▸ ABOUT THIS EXERCISE: Below is a set of entries; copy all of them exactly.

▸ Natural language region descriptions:

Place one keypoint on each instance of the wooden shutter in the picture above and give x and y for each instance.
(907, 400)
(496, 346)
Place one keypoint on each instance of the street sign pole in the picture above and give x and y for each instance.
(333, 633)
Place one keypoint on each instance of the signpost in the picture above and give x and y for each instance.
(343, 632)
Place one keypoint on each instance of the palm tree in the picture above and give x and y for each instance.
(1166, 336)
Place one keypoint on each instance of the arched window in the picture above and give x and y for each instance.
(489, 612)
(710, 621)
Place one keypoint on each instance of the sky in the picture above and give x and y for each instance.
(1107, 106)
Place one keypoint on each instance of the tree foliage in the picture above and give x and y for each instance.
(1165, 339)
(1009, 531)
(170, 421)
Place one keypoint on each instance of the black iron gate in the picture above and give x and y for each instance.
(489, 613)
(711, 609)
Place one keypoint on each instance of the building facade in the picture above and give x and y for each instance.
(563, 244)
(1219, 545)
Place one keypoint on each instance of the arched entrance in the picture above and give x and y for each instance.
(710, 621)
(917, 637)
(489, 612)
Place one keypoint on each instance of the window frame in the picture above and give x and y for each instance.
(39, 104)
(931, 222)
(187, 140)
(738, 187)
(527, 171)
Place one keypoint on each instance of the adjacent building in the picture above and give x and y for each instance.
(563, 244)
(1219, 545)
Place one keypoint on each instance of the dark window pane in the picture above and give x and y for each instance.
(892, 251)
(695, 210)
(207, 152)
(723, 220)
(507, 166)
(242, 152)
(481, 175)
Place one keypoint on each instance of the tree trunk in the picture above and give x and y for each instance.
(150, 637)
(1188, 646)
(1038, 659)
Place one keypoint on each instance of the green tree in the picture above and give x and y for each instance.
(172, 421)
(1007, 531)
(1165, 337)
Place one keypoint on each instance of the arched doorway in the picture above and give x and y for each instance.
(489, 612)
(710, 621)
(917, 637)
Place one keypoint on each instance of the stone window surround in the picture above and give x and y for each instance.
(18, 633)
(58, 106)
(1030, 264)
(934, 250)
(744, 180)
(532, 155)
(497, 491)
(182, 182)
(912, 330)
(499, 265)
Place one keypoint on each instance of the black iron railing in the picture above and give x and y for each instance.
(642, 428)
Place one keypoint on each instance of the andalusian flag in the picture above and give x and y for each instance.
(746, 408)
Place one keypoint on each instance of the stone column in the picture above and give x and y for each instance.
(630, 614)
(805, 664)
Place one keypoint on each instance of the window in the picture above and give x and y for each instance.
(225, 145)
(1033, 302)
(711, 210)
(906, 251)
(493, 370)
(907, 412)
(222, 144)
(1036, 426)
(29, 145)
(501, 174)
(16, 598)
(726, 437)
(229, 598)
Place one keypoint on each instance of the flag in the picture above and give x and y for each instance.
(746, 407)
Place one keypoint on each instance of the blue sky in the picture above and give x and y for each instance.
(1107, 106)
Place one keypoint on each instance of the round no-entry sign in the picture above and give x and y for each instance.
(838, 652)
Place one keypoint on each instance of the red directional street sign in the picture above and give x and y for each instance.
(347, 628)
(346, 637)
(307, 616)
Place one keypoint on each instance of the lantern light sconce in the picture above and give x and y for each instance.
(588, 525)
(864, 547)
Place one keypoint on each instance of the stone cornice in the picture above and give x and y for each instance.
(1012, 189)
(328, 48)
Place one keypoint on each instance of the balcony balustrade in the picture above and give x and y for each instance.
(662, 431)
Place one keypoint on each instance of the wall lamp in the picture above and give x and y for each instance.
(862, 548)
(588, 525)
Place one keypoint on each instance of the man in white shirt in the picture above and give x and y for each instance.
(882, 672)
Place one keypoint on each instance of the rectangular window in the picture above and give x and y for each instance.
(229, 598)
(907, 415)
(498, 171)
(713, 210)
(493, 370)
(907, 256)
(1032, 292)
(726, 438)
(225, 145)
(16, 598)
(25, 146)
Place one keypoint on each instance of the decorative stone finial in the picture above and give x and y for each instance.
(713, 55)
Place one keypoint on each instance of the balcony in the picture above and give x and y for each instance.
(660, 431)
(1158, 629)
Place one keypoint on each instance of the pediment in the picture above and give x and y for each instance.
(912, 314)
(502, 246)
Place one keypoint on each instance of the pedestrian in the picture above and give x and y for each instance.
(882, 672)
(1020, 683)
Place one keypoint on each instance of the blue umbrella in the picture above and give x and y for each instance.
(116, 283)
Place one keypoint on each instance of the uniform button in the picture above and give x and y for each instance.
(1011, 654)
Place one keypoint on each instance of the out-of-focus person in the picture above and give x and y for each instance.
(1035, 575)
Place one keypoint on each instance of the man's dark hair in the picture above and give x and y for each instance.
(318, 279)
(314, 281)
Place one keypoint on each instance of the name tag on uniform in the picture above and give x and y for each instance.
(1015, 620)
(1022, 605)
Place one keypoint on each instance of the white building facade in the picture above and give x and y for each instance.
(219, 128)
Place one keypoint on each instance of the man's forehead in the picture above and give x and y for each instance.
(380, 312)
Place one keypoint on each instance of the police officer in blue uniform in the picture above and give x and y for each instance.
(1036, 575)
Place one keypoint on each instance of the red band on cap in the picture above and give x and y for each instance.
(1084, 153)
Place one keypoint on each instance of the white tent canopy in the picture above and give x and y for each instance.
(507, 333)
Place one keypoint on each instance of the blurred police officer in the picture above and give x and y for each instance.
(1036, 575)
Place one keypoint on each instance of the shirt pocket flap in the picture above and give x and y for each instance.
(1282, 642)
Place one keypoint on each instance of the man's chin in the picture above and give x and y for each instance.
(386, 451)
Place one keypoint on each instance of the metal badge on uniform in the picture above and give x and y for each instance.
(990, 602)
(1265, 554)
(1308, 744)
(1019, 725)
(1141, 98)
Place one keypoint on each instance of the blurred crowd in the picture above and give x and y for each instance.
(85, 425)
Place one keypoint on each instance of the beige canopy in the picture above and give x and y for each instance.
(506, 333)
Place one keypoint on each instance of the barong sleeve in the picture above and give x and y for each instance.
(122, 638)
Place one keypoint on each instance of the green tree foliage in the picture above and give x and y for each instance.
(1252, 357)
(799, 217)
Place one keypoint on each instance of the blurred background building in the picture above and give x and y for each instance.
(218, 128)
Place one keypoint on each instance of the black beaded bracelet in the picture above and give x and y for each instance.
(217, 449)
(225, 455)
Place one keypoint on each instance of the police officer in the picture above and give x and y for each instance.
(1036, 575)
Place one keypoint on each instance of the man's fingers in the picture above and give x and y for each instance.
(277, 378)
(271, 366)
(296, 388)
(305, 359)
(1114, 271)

▸ TASK OUTPUT:
Place one keypoint on each instance of the wooden shutter in the picture above and give x and y for each instance.
(907, 400)
(496, 346)
Place one keypoint on each instance of the street sign pole in the picture above and give x and y for each instance.
(333, 633)
Place one keypoint on each instance of the signpost in the picture above and give x and y for each instance.
(343, 632)
Place one keypoint on each instance of the palm tree in the picture above and give x and y for each instance.
(1166, 336)
Place one keypoint on each instance of the arched window in the picture above and give x and y for each instance.
(489, 612)
(710, 621)
Place one keypoint on each instance of the sky in the picture above and give x and y for each instance.
(1107, 106)
Place one keypoint on each instance of the tree foliage in the picture above and give x and y for each instance.
(1165, 339)
(1009, 531)
(170, 421)
Place one keypoint on each instance of the black iron gate in the picture above and give x and y for each instance.
(489, 613)
(711, 609)
Place one keypoint on each instance of the building facade in the picture above and give x and y for each instance.
(563, 244)
(1219, 545)
Place one keypoint on each instance of the arched entrance in the picture above and give x and y for each instance.
(710, 621)
(917, 637)
(489, 612)
Place one keypoint on each instance of the window frame in the picture above and give x and y for each instance.
(39, 104)
(931, 222)
(187, 140)
(738, 187)
(527, 171)
Place one keypoint on each instance of the adjacent building in the picture above and give x and y for each instance.
(563, 244)
(1219, 545)
Place one keypoint on each instance of the dark window pane in the picture above and give x and y for each instance.
(892, 251)
(695, 210)
(207, 152)
(723, 220)
(507, 166)
(242, 152)
(481, 175)
Place one keypoint on each instance of the tree trunk in the picture above and give x and y for each instance.
(150, 637)
(1188, 646)
(1038, 659)
Place one keypoint on each instance of the green tree in the picture above and give x and y for each instance.
(172, 421)
(1007, 531)
(1165, 337)
Place one keypoint on each instance of the arched doorway in the picture above and give x and y for each instance.
(489, 612)
(710, 621)
(917, 637)
Place one keypoint on each instance of the stone window surround in the picture above and give x and y for each instance.
(18, 633)
(58, 106)
(1030, 264)
(934, 250)
(744, 180)
(532, 155)
(497, 491)
(182, 182)
(912, 330)
(499, 265)
Place one keypoint on each instance of the black iron railing in the picture above and give x and y for each instance.
(642, 428)
Place one keypoint on each instance of the andalusian flag in the picture above and give x and y for each instance.
(746, 408)
Place one keypoint on each instance of the stone column in the picture above and give x and y for each instance.
(630, 614)
(805, 664)
Place one keypoint on each instance of the window in the picture above and give x and y for each instance.
(225, 145)
(1033, 302)
(711, 210)
(906, 251)
(493, 370)
(907, 412)
(222, 144)
(1036, 426)
(29, 145)
(501, 174)
(16, 598)
(726, 437)
(229, 598)
Place one keypoint on each instance of the flag in the picture above and give x and y for each instance.
(746, 407)
Place one keypoint on each instance of the blue sky in the picture above and give x and y for each instance.
(1107, 106)
Place one keypoint on each instance of the round no-entry sign in the picture above and give x and y for each instance.
(838, 652)
Place one keypoint on each instance of the red directional street sign in the picture above and give x and y for each instance.
(347, 628)
(346, 637)
(307, 616)
Place one keypoint on each instance of the lantern light sconce in the picture above and give x and y for each instance.
(588, 525)
(864, 547)
Place one keypoint on each instance of the stone cornice in the picture above and give x and y for each instance.
(1012, 189)
(328, 48)
Place one keypoint on each instance of the balcony balustrade in the picture above and give x and y for each instance.
(662, 431)
Place one keypoint on each instance of the wall lamp in the picture above and give x and y for each instance.
(862, 548)
(588, 525)
Place one keypoint on each instance of the man in white shirt in the picture above and give x and y for each instance.
(882, 672)
Place one keypoint on each instance of the rectangular window in the picture above and give x and y for each instance.
(229, 598)
(907, 415)
(498, 171)
(713, 210)
(493, 370)
(907, 256)
(1032, 292)
(726, 438)
(225, 145)
(16, 598)
(25, 146)
Place one keypoint on each instance of the decorative stone finial in the picture above and give x and y for each instance.
(713, 55)
Place one keypoint on each instance of the balcony in the picture above and give x and y for each instance.
(660, 431)
(1158, 629)
Place one keypoint on each instance of the pediment in the picture above and give x and y for each instance.
(912, 314)
(502, 246)
Place one keypoint on each instance of the pedestrian in the picture above and give x and y for each instance.
(882, 672)
(1020, 683)
Place one keypoint on each instance of the blue umbrella in the picture above and give x and y for each instance.
(116, 283)
Place one keypoint on each instance of the uniform button in the picture above and give x and y for each instance.
(1011, 654)
Place one keypoint on each instance of the out-of-focus person in the picture above and give x and y for each instance.
(1035, 575)
Place one keypoint on each instance of the man's dark hair in the picture above and give x and y for each instance.
(318, 279)
(314, 281)
Place one keypoint on each instance of the name tag on uniform in the picture above and give x and y for each instance.
(1015, 620)
(1022, 605)
Place one keypoint on each instance of the white building facade in the picture above and give x and y for each instance.
(219, 128)
Place one keypoint on each instance of the man's forehead in the picture above and give x and y for each instance.
(380, 312)
Place one keypoint on each instance of the police officer in blue uniform in the picture above and give x and y for each instance.
(1036, 575)
Place one keypoint on each instance of the red band on cap in the picture above and give x and y for each instance.
(1084, 153)
Place one keypoint on each instance of the white tent canopy in the picture above and give x and y for each instance.
(507, 333)
Place one keypoint on each instance of the blurred police officer in the picture above and give x and y for each instance.
(1036, 575)
Place one keypoint on each instance of the shirt pocket flap in the picture above and give x and y for each instance.
(1282, 642)
Place one keypoint on each instance of the man's chin in the picture above and give x and y for each instance.
(386, 451)
Place one keypoint on each instance of the metal badge on uniform in the picture above and give x and y for each instance.
(990, 602)
(1265, 554)
(1308, 744)
(1019, 725)
(1141, 98)
Place one keypoint on each instance of the blurred crowd in the picture above and give x and y for each instance.
(85, 425)
Place one keypoint on each instance of the beige canopy in the picture above and give x and y for each instance.
(506, 333)
Place one keypoint on each instance of the barong sleeve in the picture above and give x and y for each instance.
(122, 638)
Place one keypoint on each instance of the green tree foliage in the picture above and give x and y for each instance.
(1252, 357)
(799, 217)
Place one keypoint on each instance of the blurred background building in the picture above and give x and y for each instance.
(218, 128)
Place one keypoint on each instance of the black beaded bracelet in the picture above and give x and y for each instance.
(217, 449)
(225, 455)
Place one keypoint on each instance of the police officer in the picture above and give x and y for each instance.
(1036, 575)
Place one keypoint on each instance of the man's fingers in the picture above and give x and y for each instance.
(277, 378)
(271, 366)
(296, 388)
(305, 359)
(1114, 271)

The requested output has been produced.